THE PROBLEM –
Rewrite the stretch of material from the line containing "Would you mind finding the eroded" through the line containing "[0,72,270,96]", keeping every line and offsetting each bounding box coordinate by adding 10.

INPUT FOR THIS TASK –
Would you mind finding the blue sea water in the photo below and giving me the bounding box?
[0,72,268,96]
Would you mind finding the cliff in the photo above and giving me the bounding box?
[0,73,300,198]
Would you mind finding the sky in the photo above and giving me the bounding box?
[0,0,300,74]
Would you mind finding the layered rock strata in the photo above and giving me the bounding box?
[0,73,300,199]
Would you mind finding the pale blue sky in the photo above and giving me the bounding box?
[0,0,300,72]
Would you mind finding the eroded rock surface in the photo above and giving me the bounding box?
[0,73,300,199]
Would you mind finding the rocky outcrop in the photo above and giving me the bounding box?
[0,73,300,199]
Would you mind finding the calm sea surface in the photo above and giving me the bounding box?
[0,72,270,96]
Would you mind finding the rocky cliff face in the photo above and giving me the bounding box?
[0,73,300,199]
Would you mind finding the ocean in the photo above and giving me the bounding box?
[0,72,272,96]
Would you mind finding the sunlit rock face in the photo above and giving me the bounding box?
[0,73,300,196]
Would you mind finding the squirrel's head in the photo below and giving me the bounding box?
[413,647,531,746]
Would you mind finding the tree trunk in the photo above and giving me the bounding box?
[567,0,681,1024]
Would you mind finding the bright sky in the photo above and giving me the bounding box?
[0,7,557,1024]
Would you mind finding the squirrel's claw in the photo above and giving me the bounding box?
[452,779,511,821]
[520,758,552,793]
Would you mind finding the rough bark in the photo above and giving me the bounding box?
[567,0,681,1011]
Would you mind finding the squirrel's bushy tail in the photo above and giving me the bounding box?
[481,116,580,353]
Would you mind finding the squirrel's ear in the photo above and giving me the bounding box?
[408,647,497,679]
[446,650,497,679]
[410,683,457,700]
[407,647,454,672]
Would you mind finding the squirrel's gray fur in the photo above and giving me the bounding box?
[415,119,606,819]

WRITTEN ANSWER –
Would you mind finding the eroded rock surface in the photo above and giving me the bounding box?
[10,83,310,209]
Would you mind finding the rocky outcrop in the photo above and giving me the bounding box?
[10,83,310,209]
Would you mind finding the calm sea surface in the photo above and giving me the bounding box?
[10,82,280,106]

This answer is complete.